§ **Passage for review**
A gunman with a swastika on his t-shirt killed 15 people, including 11 children, and wounded 24 at a school in Russia today before dying by suicide, investigators said.
The attacker, a man in his early 30s who was named by authorities as Artem Kazantsev, killed two security guards and then opened fire on students and teachers at School Number 88 in Izhevsk, where he had once been a pupil.
Russia's Investigative Committee, which handles major crimes, said it was looking into the perpetrator's suspected neo-Nazi links.
"Currently investigators...are conducting a search of his residence and studying the personality of the attacker, his views and surrounding milieu," the committee said in a statement.
"Checks are being made into his adherence to neo-fascist views and Nazi ideology."
Investigators released a video showing the man's body lying in a classroom with overturned furniture and papers strewn on the bloodstained floor.
He was dressed all in black, with a red swastika in a circle drawn on his t-shirt.

§ **Information provided**
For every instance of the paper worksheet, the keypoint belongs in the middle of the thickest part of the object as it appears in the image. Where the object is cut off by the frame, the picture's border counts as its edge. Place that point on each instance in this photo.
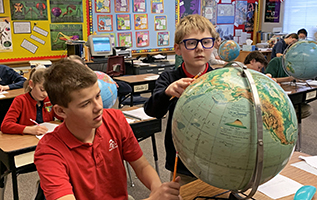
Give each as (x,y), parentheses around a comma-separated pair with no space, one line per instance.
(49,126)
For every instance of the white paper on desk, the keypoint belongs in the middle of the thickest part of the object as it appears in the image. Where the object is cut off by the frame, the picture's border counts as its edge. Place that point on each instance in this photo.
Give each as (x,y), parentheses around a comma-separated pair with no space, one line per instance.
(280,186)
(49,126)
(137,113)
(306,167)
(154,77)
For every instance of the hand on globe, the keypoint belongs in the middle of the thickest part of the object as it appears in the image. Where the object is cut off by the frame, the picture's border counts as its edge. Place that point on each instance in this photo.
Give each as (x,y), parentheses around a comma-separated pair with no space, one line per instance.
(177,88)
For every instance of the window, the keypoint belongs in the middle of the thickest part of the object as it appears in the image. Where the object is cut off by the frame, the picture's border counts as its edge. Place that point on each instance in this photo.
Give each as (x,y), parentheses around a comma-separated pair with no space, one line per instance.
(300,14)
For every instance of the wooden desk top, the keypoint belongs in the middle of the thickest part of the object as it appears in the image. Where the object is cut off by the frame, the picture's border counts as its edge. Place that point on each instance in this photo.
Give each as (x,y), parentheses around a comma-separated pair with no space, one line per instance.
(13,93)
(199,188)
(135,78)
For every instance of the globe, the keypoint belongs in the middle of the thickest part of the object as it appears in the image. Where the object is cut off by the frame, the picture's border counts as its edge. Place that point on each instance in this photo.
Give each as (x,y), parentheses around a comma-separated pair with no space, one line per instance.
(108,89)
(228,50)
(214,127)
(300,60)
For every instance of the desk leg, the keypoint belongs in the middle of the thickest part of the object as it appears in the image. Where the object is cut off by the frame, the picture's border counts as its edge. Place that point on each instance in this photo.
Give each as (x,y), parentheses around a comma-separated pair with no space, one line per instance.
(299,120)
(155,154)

==

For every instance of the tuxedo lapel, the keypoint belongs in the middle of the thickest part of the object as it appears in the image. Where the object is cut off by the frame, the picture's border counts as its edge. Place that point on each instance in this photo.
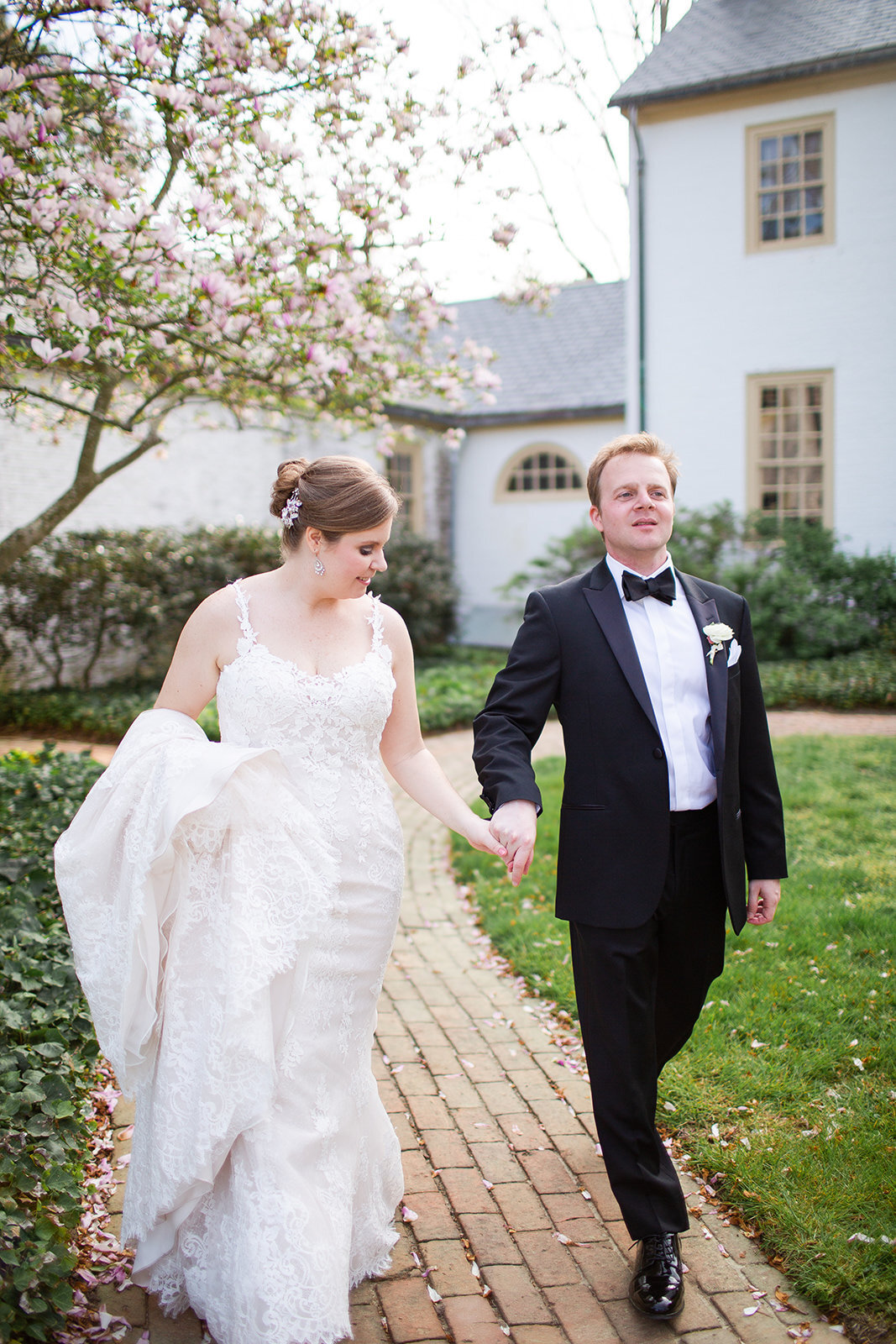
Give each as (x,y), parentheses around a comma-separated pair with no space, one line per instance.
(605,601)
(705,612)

§ **Task details**
Can you resume the news report about the Izhevsk school shooting, starting right after its final sentence? The data has no connection to the text.

§ **Task answer**
The Investigative Committee said that of the 24 people wounded, all but two were children.
Regional governor Alexander Brechalov said surgeons had carried out a number of operations.
He said the attacker had been registered with a "psycho-neurological" treatment facility. Investigators said the man was armed with two pistols and a large supply of ammunition.
Mr Brechalov declared a period of mourning in the region to last until Thursday.
Kremlin spokesman Dmitry Peskov said President Vladimir Putin "deeply mourns" the deaths.
He described the incident as "a terrorist act by a person who apparently belongs to a neo-fascist organisation or group".
He said doctors, psychologists and neurosurgeons had been sent on Mr Putin's orders to the location of the shooting in Izhevsk, about 970km east of Moscow.
A city of around 630,000 people, Izhevsk is the regional capital of Russia's Udmurt Republic, located around 1,000km east of Moscow.
The attack was the latest in a series of school shootings that have shaken Russia in recent years and came with the country on edge over efforts to mobilise tens of thousands of men to fight in Ukraine.
Russia's last major school shooting was in April, when an armed man opened fire in a kindergarten in the central Ulyanovsk region, leaving a teacher and two children dead.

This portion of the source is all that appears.